YOUR TASK
Convert every line of the records below into a JSON list of strings, one string per line, leaving out blank lines and the pictures.
-.-.-
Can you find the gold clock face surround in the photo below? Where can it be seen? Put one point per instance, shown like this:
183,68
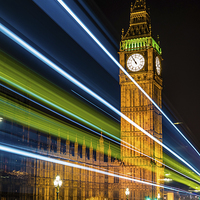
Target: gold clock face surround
135,62
158,65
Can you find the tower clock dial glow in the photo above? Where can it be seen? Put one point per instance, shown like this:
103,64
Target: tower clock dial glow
158,65
135,62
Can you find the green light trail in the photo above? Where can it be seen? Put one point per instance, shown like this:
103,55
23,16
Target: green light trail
19,77
21,113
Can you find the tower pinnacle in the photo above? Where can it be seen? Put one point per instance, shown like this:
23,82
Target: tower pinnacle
140,23
139,5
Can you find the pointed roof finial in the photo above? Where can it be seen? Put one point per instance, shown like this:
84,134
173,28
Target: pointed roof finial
139,5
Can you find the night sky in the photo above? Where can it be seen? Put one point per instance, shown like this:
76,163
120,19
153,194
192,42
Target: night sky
177,23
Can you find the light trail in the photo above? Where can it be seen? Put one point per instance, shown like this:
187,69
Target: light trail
118,143
53,160
53,66
63,4
94,105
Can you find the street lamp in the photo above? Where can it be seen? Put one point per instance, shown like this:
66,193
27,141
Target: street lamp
127,192
57,184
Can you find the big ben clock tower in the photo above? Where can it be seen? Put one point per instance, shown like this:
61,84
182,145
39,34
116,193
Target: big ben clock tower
140,55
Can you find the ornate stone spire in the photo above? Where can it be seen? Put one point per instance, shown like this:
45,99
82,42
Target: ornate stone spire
140,5
140,23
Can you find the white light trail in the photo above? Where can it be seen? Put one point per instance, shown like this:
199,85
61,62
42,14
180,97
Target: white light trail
44,59
53,160
63,4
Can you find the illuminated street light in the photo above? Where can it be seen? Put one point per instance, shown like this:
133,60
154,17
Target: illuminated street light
57,184
127,192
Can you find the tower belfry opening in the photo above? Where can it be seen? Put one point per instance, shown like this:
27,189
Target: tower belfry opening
141,57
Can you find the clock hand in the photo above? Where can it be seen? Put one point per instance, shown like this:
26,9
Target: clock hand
134,60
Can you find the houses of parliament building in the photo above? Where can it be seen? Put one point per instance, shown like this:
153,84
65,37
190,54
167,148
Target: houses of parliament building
138,157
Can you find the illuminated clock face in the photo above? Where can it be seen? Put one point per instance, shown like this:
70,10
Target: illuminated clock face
158,65
135,62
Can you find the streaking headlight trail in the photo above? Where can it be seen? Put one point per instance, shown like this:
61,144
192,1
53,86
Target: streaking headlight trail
52,65
131,148
63,4
53,160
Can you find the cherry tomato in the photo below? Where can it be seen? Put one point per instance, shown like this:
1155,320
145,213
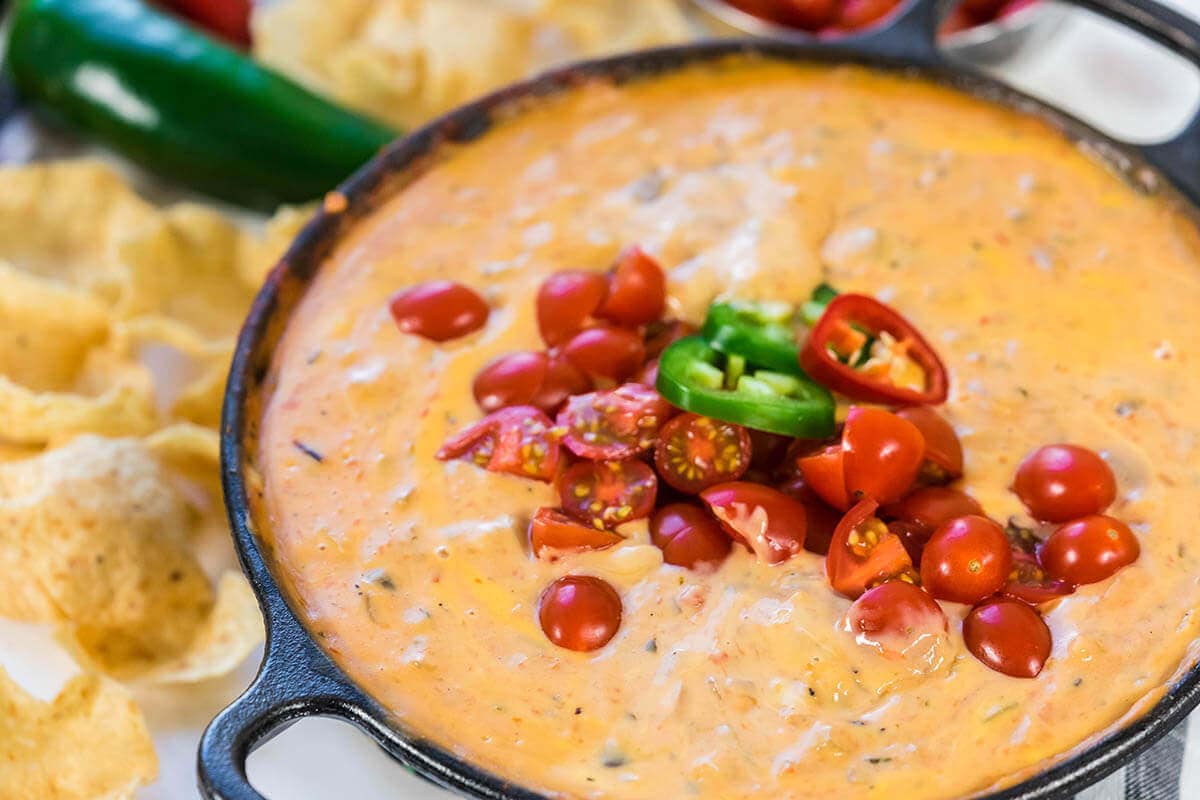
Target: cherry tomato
-.-.-
ANSWER FOR THE TASK
[
  "Can you find the gold clock face surround in the photo below? Where can it be seen? Put one point per instance, shown like this:",
  "183,68",
  "Target: gold clock face surround",
  "135,62",
  "158,65",
  "Can you find the tower clock dial glow in the photo above? Where can it be seen? Put one point per instance, shown like this:",
  "103,64",
  "Target: tower clock dial glow",
  "158,65",
  "135,62",
  "Can you find the green light trail in the photo above? Where can it be seen? Put one point per instance, shown like this:",
  "103,55",
  "23,16",
  "Target: green light trail",
  "19,77",
  "21,113",
  "Can you find the tower pinnacle in the photo above? Where can it be seen? Put one point per instance, shown like this:",
  "23,82",
  "Target: tower pinnacle",
  "140,23",
  "139,5",
  "Can you find the pointed roof finial in the photo above? Where can it be seen? Put one point per instance, shown like this:",
  "84,134",
  "173,28",
  "Target: pointed roof finial",
  "139,5",
  "Can you find the night sky in the photo above? Where can it be seen? Put one point per instance, shown like this:",
  "76,163",
  "120,19",
  "153,194",
  "192,42",
  "Target: night sky",
  "177,23",
  "Can you find the light trail in the photo above? Where can it be seen? Put one point per instance, shown like this:",
  "187,69",
  "Target: light trail",
  "118,143",
  "53,160",
  "53,66",
  "63,4",
  "94,105",
  "Can you find the street lamp in the photo above? Where can it be seen? Put one point per instance, shown like this:",
  "66,193",
  "27,141",
  "Target: street lamp",
  "127,192",
  "57,184",
  "Can you find the big ben clock tower in the photo above? Where can it be seen? Put one point per instance, shown like this:",
  "61,84",
  "182,145",
  "39,34",
  "116,193",
  "Target: big ben clock tower",
  "140,55",
  "Can you find the ornate stone spire in the photo above? Where can it be seen? Put one point per instance, shown like this:",
  "45,99",
  "82,42",
  "Target: ornate stone spire",
  "140,5",
  "140,23",
  "Can you find the white light trail in the photo above? Where can it be seen? Put one point per instance, shown like this:",
  "199,85",
  "61,62",
  "42,14",
  "180,97",
  "Target: white light trail",
  "44,59",
  "53,160",
  "63,4",
  "Can you find the illuminated street light in the photo above? Where can it be seen? Put one point per instance, shown like this:",
  "133,60",
  "154,17",
  "Target: illuminated street light",
  "57,184",
  "127,192",
  "Can you find the tower belfry opening in the photo above? Where can it be seen? Put one point per instance, shown like this:",
  "27,189",
  "Target: tower belfry opening",
  "141,57",
  "Can you find the clock hand in the photo above? Where can it be seen? Put one point per instance, shown like this:",
  "26,9",
  "Target: clock hand",
  "134,60",
  "Can you find the houses of parliament building in the photo above? Where can it be seen? Put one point per instance, shown like this:",
  "153,84",
  "65,37",
  "190,54",
  "167,148",
  "Target: houses of parliament building",
  "138,157",
  "Can you find the illuminated clock face in the photo above? Where can it be seen? Put one point per instance, shown like this:",
  "70,10",
  "Target: illuminated clock face",
  "158,65",
  "135,62",
  "Can you find the streaking headlight trail in the photo above? Where can it be seen? Put one point per instance, shown like this:",
  "61,144",
  "192,1",
  "53,86",
  "Target: streaking headlight trail",
  "52,65",
  "131,148",
  "63,4",
  "53,160",
  "Can you find the cherry tomato in the photo below? Where can it be seen? Put one point per instance, shown like this:",
  "1155,320",
  "145,213",
  "Target: cherry tomato"
]